** AUSGEWÄHLTER TEXTAUSZUG **
::::
Mikroben weit unter dem Ozeanboden sind auf Recycling angewiesen, um zu überleben

Ulrike Prange Pressestelle
MARUM - Zentrum für Marine Umweltwissenschaften an der Universität Bremen

    Team gewinnt Einblicke in die Funktionsweise von Organismen in der tiefen Biosphäre

    Ein internationales Team von Forschenden hat die Überlebensmechanismen von Mikroorganismen in Gesteinen untersucht, die sich Tausende von Metern unter dem Ozeanboden in der unteren ozeanischen Kruste einnisten. Die Studie unter Federführung der Woods Hole Oceanographic Institution (WHOI) wurde jetzt im Fachjournal Nature veröffentlicht. Mit beteiligt ist auch Dr. Florence Schubotz vom MARUM – Zentrum für marine Umweltwissenschaften der Universität Bremen.

    Für den Nachweis haben die Wissenschaftlerinnen und Wissenschaftler Boten-Ribonukleinsäure (Boten-RNA) analysiert. Sie ist dafür verantwortlich, Informationen zur Bildung von Proteinen in Zellen zu transportieren. Diese Analyse wurde mit Messungen von Enzymaktivitäten, Mikroskopie, Kulturen und Biomarker-Analysen gekoppelt. Das Ergebnis dieser kombinierten Untersuchungen zeigt, dass es eine vielfältige Gemeinschaft von Mikroben gibt, die als Konsumenten in der Nahrungskette agieren und so Kohlenstoff und Energie erhalten.
::::
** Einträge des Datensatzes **

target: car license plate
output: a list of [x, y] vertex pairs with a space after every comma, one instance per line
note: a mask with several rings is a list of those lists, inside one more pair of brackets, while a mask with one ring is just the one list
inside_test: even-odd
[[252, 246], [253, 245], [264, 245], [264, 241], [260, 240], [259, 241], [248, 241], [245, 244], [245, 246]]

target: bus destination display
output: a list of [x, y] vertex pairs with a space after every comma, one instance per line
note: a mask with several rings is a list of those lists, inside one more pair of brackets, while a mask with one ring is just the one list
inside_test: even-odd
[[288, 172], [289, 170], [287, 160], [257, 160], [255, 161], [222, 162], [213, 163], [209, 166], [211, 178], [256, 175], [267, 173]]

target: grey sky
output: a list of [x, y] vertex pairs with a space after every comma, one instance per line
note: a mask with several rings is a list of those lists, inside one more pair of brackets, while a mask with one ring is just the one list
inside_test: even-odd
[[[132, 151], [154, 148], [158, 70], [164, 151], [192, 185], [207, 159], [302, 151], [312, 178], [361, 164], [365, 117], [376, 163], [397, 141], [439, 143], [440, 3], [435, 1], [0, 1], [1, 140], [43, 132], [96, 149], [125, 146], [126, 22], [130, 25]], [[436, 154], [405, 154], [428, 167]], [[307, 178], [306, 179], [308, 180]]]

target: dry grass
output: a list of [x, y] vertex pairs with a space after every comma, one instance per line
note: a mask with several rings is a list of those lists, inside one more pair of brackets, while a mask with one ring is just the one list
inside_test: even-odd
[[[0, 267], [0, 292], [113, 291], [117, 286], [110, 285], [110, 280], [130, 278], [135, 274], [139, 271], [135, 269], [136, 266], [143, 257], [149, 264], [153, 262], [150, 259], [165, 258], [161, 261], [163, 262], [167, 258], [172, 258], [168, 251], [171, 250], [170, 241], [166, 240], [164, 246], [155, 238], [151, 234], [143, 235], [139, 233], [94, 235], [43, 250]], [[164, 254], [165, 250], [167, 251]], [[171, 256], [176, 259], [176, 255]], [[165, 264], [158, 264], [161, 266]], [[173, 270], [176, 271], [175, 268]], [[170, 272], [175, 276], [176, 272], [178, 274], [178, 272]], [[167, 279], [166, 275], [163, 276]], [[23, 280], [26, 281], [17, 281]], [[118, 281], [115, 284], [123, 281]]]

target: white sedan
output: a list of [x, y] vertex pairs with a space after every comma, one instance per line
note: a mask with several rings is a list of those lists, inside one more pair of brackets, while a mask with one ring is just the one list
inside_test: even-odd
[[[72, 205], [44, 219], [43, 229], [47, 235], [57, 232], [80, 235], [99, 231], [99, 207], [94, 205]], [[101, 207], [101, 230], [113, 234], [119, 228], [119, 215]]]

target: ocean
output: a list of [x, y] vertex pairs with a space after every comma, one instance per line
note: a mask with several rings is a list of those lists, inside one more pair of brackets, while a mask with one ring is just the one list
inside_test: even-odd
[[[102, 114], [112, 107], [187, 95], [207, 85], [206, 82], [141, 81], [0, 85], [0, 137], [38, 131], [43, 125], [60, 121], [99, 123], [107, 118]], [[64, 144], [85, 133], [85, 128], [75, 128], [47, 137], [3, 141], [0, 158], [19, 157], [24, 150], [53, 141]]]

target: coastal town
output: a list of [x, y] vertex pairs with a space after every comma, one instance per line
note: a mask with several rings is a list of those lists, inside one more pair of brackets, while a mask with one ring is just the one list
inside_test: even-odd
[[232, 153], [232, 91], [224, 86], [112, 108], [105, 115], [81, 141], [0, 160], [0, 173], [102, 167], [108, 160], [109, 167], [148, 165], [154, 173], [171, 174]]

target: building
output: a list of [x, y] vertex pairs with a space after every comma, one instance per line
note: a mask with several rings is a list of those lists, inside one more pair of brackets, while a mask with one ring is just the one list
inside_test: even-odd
::::
** AUFGABEN **
**a)** Schreibe aus dem Text über Mikroben unter dem Ozeanboden alles von „Ulrike Prange Pressestelle“ bis hinunter zu „der Universität Bremen.“ noch einmal ab und benenne dabei „Ozeanboden“ in „Meeresboden“ um.
**b)** Führe den Text über Mikroben unter dem Ozeanboden im Anschluss an seinen letzten Satz weiter.

** LÖSUNGEN JE AUFGABE **
**a)**
Ulrike Prange Pressestelle
MARUM - Zentrum für Marine Umweltwissenschaften an der Universität Bremen

    Team gewinnt Einblicke in die Funktionsweise von Organismen in der tiefen Biosphäre

    Ein internationales Team von Forschenden hat die Überlebensmechanismen von Mikroorganismen in Gesteinen untersucht, die sich Tausende von Metern unter dem Meeresboden in der unteren ozeanischen Kruste einnisten. Die Studie unter Federführung der Woods Hole Oceanographic Institution (WHOI) wurde jetzt im Fachjournal Nature veröffentlicht. Mit beteiligt ist auch Dr. Florence Schubotz vom MARUM – Zentrum für marine Umweltwissenschaften der Universität Bremen.

**b)**
    „Organismen, die weit unter dem Meeresboden leben, leben in einer lebensfeindlichen Umgebung“, sagt Dr. Vivian Mara, WHOI-Biochemikerin und eine der Hauptautorinnen des Artikels. Knappe Ressourcen finden ihren Weg in den Meeresboden durch Meerwasser und unterirdische Flüssigkeiten, die durch Risse im Gestein zirkulieren und anorganische und organische Verbindungen mit sich führen. „Um das spärliche Leben in diesen Steinen nachzuweisen, müssen wir auf modernste Spurenanalytik zurückgreifen“, erklärt Florence Schubotz, organische Geochemikerin am MARUM.

    Um zu sehen, welche Arten von Mikroben in diesen Extremen leben und was sie tun, um zu überleben, sammelten die Forscherinnen und Forscher während drei Monaten an Bord der Expedition 360 im Rahmen des International Ocean Discovery Program (IODP) Gesteinsproben aus der unteren ozeanischen Kruste. Das Forschungsschiff reiste zu einem Unterwasser-Rücken namens Atlantis Bank, der den südlichen Indischen Ozean durchquert. Dort legt die tektonische Aktivität die untere ozeanische Kruste am Meeresboden frei und „bietet einen bequemen Zugang zu einem sonst weitgehend unzugänglichen Gebiet“, schreiben die Autorinnen und Autoren.

    Das Team durchkämmte die Felsen nach genetischem Material und anderen organischen Molekülen, zählten Zellen und züchteten Proben im Labor, um bei der Suche nach Leben zu helfen. „Wir haben einen völlig neuen Methodencocktail angewandt, um diese kostbaren Proben so intensiv wie möglich zu erforschen“, sagt Dr. Virginia Edgcomb, Mikrobiologin am WHOI, leitende Forscherin des Projekts und Mitautorin der Arbeit. „In Kombination erzählen die Daten eine Geschichte von Überlebenskünstlern, die es schaffen, unter unwirtlichen Bedingungen jede spärlich vorhandene Ressource zu nutzen und einzulagern.“ Florence Schubotz vom MARUM ergänzt: „Die Ergebnisse waren überraschend, da wir damit gerechnet haben, dass in diesen kohlenstoffarmen Gebieten ursprünglichere Stoffwechselwege vorherrschen, die einfache Kohlenstoffverbindungen nutzen.” Das ist zum Beispiel an anderen extremen Standorten wie heißen Quellen der Fall.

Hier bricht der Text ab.